- [Tasks]
(A) List every index named in the index layer of the table in the passage on drought coping ability below.
(B) Reproduce, word for word, the stretch of the passage on drought coping ability below from "The assessment indexes" through "(DCAwcp) assessment system.".

- [Article]
2.4. Assessment System of the Drought Coping Ability of Water Conservancy Projects

2.4.1. Selection of Assessment System

The assessment indexes of drought coping ability of water conservancy projects (DCAwcp) were selected based on principles that were independent, representative, measurable, comparable and operable [32], relating to current study results and the specific situation of the study area. The assessment system reflects the overall level of DCAwcp. The assessment system used in this paper mainly included three criterion layers: scale of projects, connectivity of projects and guarantee rate of projects [22,33] (

Table 2. Drought coping ability of water conservancy projects (DCAwcp) assessment system.

Target Layer (A)	Criterion Layer (B)	Index Layer (C)		Calculation Method
Drought coping ability of water conservancy projects (DCAwcp)	Scale of projects (B1)	C1	Density of reservoir storage	Ratio of medium and small reservoirs’ total storage to the area of arable-residential-industrial land in each three-level water resources district (+)
		C2	Capability of rural water-supply projects	Ratio of amount of water supplied daily by rural water-supply projects to the area of arable-residential-industrial in each three-level water resources district (+)
		C3	Density of electromechanical wells	Ratio of electromechanical well count to the area of arable-residential-industrial land in each three-level water resources district (+)
		C4	Design discharge of pumping stations of per unit area	Ratio of design discharge of all of the pumping stations to the area of arable-residential-industrial land in each three-level water resources district (+)

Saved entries
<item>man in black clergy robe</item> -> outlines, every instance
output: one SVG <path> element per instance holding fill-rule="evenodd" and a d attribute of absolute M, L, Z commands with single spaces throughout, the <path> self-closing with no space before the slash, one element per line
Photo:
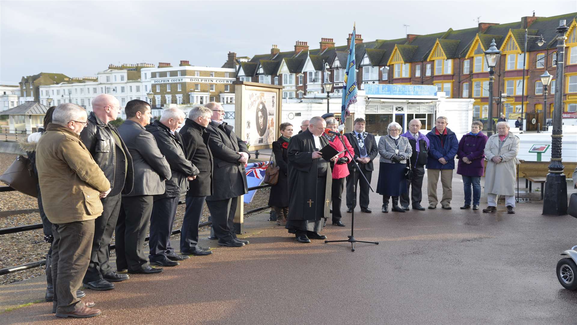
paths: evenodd
<path fill-rule="evenodd" d="M 319 234 L 323 218 L 328 217 L 332 186 L 329 162 L 319 152 L 328 145 L 321 136 L 326 127 L 324 119 L 315 116 L 309 128 L 293 136 L 288 145 L 289 201 L 285 228 L 301 243 L 310 243 L 309 238 L 327 238 Z"/>

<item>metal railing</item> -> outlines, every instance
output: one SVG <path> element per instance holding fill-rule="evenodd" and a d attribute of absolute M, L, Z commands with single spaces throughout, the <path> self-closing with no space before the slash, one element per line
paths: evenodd
<path fill-rule="evenodd" d="M 268 184 L 264 185 L 260 185 L 259 186 L 254 186 L 253 187 L 249 187 L 248 190 L 252 191 L 253 190 L 258 190 L 259 189 L 264 189 L 266 187 L 270 187 L 271 185 Z M 12 191 L 15 191 L 14 189 L 12 189 L 10 186 L 0 186 L 0 193 L 1 192 L 9 192 Z M 181 200 L 178 201 L 178 204 L 185 204 L 185 201 L 184 200 Z M 254 213 L 255 212 L 258 212 L 259 211 L 262 211 L 263 210 L 265 210 L 271 207 L 269 205 L 265 205 L 264 206 L 260 206 L 256 209 L 253 209 L 252 210 L 249 210 L 248 211 L 245 211 L 244 215 L 250 215 L 251 213 Z M 211 226 L 212 224 L 212 221 L 207 221 L 205 222 L 201 222 L 198 224 L 198 228 L 201 228 L 203 227 L 206 227 L 207 226 Z M 42 224 L 36 223 L 35 224 L 28 224 L 26 226 L 19 226 L 17 227 L 12 227 L 10 228 L 4 228 L 0 229 L 0 235 L 7 235 L 9 234 L 15 234 L 17 232 L 21 232 L 22 231 L 28 231 L 29 230 L 36 230 L 37 229 L 42 229 Z M 180 234 L 181 230 L 177 229 L 176 230 L 173 230 L 171 232 L 171 235 L 176 235 L 177 234 Z M 147 236 L 144 239 L 145 242 L 148 241 L 149 237 Z M 113 249 L 116 249 L 116 245 L 111 245 L 108 246 L 108 249 L 111 250 Z M 42 260 L 41 261 L 37 261 L 36 262 L 30 262 L 28 263 L 25 263 L 20 265 L 16 265 L 12 267 L 7 267 L 0 269 L 0 275 L 4 275 L 5 274 L 9 274 L 10 273 L 13 273 L 14 272 L 17 272 L 18 271 L 23 271 L 25 269 L 28 269 L 30 268 L 33 268 L 35 267 L 41 267 L 42 265 L 46 265 L 46 260 Z"/>

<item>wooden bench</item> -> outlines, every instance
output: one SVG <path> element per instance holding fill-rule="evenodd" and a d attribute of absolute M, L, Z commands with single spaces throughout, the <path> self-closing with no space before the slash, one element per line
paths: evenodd
<path fill-rule="evenodd" d="M 543 200 L 543 186 L 546 180 L 547 180 L 547 177 L 544 176 L 525 176 L 525 187 L 529 187 L 529 192 L 530 192 L 531 190 L 531 185 L 533 183 L 540 183 L 541 184 L 541 200 Z M 527 185 L 527 183 L 529 183 L 529 185 Z"/>

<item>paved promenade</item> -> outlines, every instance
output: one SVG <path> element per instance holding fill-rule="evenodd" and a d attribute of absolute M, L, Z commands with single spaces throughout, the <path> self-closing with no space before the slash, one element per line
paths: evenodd
<path fill-rule="evenodd" d="M 113 290 L 87 290 L 100 316 L 57 319 L 43 302 L 1 313 L 0 324 L 577 323 L 577 292 L 555 276 L 559 254 L 577 245 L 577 219 L 542 216 L 538 193 L 522 194 L 535 200 L 515 215 L 503 205 L 493 214 L 463 212 L 460 176 L 453 188 L 450 211 L 381 213 L 381 197 L 372 194 L 373 212 L 355 214 L 355 236 L 379 245 L 351 252 L 348 243 L 299 243 L 259 215 L 245 220 L 246 246 L 216 246 L 162 273 L 131 275 Z M 344 215 L 346 227 L 323 231 L 329 240 L 350 234 Z M 0 300 L 14 291 L 43 297 L 42 281 L 3 287 Z"/>

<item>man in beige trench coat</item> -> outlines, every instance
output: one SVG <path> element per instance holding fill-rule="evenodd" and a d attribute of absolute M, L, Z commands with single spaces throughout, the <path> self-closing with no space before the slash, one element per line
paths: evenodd
<path fill-rule="evenodd" d="M 497 134 L 489 138 L 485 147 L 487 169 L 485 173 L 485 193 L 489 206 L 484 212 L 497 210 L 497 195 L 505 195 L 508 213 L 515 213 L 515 180 L 519 139 L 509 132 L 507 122 L 497 123 Z"/>

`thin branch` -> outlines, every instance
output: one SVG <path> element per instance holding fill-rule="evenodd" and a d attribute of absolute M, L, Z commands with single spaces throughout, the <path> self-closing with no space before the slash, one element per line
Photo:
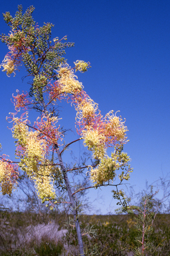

- [Answers]
(A)
Density of reservoir storage
Capability of rural water-supply projects
Density of electromechanical wells
Design discharge of pumping stations of per unit area

(B)
The assessment indexes of drought coping ability of water conservancy projects (DCAwcp) were selected based on principles that were independent, representative, measurable, comparable and operable [32], relating to current study results and the specific situation of the study area. The assessment system reflects the overall level of DCAwcp. The assessment system used in this paper mainly included three criterion layers: scale of projects, connectivity of projects and guarantee rate of projects [22,33] (

Table 2. Drought coping ability of water conservancy projects (DCAwcp) assessment system.